Collected data entries:
Content starts

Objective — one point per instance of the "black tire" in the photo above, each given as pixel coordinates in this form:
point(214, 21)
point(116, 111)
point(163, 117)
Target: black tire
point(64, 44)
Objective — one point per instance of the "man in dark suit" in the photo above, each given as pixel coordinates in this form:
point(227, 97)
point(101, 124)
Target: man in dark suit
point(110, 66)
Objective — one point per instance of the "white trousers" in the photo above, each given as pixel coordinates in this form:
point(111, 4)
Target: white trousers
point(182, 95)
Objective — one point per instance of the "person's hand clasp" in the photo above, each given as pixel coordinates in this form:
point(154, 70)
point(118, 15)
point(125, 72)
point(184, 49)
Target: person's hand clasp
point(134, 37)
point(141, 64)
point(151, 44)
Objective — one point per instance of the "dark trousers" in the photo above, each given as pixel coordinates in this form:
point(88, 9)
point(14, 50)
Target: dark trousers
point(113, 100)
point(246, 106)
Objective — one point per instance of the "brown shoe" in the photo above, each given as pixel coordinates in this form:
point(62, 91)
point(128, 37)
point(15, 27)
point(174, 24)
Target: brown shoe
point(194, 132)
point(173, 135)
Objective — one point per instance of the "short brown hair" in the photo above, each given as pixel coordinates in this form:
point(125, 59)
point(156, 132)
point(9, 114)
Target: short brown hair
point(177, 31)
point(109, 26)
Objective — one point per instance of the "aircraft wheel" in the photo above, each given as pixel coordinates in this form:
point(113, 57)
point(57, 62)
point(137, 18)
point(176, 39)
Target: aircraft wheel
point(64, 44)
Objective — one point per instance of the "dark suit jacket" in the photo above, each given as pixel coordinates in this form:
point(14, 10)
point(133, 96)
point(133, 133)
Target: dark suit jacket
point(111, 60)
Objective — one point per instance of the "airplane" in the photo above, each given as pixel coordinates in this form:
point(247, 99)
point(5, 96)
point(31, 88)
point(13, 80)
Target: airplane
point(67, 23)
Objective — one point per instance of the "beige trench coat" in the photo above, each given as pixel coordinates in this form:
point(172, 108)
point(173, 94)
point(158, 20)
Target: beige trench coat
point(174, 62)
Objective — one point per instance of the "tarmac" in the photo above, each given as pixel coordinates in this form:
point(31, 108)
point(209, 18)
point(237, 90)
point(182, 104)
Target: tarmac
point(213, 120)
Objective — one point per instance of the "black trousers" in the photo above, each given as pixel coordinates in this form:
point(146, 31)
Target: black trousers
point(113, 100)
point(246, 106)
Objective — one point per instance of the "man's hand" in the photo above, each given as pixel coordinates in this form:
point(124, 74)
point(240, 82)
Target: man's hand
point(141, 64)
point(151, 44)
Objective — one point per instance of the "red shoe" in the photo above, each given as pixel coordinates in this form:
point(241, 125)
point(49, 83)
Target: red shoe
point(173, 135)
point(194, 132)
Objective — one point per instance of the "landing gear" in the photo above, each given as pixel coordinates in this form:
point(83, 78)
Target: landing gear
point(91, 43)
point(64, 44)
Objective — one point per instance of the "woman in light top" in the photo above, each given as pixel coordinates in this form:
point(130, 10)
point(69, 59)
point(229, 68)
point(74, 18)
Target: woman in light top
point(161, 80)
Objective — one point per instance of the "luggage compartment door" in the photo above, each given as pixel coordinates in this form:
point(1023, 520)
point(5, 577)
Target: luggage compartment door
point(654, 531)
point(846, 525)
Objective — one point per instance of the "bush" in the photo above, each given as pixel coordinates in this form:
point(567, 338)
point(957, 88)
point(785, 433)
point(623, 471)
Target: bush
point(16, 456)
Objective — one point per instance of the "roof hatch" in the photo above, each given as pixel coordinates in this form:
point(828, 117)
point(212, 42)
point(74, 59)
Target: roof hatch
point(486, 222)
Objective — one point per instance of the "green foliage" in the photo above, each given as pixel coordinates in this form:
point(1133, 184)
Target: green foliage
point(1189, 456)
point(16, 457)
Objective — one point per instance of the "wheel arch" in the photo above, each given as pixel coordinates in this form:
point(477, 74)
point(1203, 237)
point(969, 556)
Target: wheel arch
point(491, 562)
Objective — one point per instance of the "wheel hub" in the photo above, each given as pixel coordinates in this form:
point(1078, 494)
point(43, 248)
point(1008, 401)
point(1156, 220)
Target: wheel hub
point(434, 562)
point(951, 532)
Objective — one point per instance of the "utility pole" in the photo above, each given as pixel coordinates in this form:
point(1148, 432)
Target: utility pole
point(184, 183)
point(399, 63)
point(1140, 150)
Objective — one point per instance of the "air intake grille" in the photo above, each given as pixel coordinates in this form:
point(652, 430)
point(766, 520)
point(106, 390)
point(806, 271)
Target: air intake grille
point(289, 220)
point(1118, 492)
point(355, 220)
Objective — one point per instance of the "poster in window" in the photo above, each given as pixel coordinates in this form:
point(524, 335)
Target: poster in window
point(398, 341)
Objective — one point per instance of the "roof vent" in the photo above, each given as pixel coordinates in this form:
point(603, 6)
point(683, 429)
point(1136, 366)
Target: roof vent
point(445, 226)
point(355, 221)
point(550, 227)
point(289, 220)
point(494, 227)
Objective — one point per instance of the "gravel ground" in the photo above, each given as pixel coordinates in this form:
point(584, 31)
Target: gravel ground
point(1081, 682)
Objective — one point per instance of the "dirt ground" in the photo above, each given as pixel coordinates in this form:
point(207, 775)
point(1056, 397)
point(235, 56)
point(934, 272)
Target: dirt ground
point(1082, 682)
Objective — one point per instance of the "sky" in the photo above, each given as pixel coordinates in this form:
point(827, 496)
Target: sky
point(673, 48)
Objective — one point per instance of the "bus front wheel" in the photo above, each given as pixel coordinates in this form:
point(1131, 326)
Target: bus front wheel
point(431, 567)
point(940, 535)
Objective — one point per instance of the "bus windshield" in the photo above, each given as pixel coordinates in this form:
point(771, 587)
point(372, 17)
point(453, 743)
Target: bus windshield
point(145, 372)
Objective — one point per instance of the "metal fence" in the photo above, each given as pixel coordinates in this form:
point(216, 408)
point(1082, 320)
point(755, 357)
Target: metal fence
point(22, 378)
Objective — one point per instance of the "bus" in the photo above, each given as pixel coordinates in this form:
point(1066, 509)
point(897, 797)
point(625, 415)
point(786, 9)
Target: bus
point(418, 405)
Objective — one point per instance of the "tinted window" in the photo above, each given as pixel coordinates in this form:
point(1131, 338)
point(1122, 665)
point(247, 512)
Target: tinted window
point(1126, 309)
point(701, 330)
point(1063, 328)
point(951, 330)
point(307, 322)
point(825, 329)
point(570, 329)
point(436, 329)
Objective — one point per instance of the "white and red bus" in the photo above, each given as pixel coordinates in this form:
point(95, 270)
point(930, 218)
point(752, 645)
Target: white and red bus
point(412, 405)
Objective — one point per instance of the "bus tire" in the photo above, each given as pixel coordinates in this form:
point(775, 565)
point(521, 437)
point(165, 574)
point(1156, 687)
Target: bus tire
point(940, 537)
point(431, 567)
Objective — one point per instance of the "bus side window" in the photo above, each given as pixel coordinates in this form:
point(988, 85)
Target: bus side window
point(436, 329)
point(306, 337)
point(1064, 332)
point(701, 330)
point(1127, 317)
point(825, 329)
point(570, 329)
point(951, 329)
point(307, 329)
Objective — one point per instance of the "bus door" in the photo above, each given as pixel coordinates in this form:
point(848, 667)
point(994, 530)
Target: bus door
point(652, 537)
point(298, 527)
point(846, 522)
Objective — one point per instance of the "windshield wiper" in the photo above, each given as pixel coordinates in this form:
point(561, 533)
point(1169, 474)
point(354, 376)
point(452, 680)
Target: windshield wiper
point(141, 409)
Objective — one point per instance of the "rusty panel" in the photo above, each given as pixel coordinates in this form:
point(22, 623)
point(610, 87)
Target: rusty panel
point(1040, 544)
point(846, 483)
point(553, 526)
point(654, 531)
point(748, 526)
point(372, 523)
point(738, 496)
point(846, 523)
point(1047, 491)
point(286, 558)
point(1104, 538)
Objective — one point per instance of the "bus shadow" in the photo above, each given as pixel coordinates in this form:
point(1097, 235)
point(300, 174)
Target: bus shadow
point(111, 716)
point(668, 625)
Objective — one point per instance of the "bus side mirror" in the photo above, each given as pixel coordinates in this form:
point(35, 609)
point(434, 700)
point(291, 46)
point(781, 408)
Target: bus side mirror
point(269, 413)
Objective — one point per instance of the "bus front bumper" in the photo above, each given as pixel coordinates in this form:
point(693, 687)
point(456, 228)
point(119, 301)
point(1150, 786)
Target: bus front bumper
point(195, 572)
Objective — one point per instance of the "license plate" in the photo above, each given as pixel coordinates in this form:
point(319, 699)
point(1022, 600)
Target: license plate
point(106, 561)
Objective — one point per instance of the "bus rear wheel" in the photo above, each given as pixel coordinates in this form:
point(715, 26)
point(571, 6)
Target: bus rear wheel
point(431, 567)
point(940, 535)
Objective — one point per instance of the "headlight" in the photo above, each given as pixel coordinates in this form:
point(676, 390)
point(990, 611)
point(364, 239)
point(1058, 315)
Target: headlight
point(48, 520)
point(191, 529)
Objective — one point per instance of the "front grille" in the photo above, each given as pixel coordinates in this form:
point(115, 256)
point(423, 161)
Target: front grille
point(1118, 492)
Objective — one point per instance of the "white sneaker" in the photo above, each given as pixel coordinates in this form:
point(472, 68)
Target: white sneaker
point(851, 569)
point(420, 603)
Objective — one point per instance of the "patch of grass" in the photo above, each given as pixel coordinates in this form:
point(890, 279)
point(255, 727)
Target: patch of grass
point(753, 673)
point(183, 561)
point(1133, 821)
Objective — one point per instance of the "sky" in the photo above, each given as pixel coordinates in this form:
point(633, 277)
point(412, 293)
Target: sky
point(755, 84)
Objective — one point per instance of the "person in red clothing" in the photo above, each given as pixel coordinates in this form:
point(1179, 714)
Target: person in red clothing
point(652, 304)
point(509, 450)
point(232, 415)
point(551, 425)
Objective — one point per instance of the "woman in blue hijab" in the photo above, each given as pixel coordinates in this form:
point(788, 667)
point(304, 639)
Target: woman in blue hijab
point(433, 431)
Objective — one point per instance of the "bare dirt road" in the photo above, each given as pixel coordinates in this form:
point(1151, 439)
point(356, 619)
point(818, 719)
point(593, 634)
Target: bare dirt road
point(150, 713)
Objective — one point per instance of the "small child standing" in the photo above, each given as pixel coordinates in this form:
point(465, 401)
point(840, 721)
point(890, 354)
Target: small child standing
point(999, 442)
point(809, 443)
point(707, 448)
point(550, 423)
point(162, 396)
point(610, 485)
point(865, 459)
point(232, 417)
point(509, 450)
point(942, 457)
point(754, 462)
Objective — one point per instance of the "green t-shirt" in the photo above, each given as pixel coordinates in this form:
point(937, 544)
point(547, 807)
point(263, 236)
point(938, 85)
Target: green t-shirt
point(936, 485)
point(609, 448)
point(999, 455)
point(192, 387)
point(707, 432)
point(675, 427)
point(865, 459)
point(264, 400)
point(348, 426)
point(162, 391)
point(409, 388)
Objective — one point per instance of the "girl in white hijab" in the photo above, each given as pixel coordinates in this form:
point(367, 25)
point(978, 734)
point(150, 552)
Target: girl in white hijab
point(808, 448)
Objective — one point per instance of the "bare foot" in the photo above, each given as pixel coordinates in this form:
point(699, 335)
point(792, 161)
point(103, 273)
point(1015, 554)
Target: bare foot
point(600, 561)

Content ends

→ **Directions**:
If a line comes after the one that contains "point(14, 50)", leave it out; return every line of the entries up to that point exactly, starting with the first, with that line included.

→ **Solution**:
Objective — one point per instance of the "black tire" in the photo above, each given as pixel coordinates in this form:
point(214, 21)
point(116, 111)
point(163, 117)
Target: black tire
point(64, 44)
Objective — one point per instance of the "man in dark suit" in the photo above, each given as pixel coordinates in this form:
point(227, 97)
point(101, 124)
Target: man in dark suit
point(110, 66)
Objective — one point per instance of the "white trousers" in the photo above, each given as pixel coordinates in this form:
point(111, 4)
Target: white trousers
point(182, 95)
Objective — one point per instance of the "person's hand clasp" in the photo above, each given as pixel coordinates in this form:
point(154, 70)
point(118, 15)
point(125, 72)
point(184, 49)
Target: person's hand clasp
point(134, 37)
point(141, 64)
point(151, 44)
Objective — one point per instance of the "dark trousers" in the photo above, each given as pixel coordinates in this form:
point(88, 9)
point(14, 50)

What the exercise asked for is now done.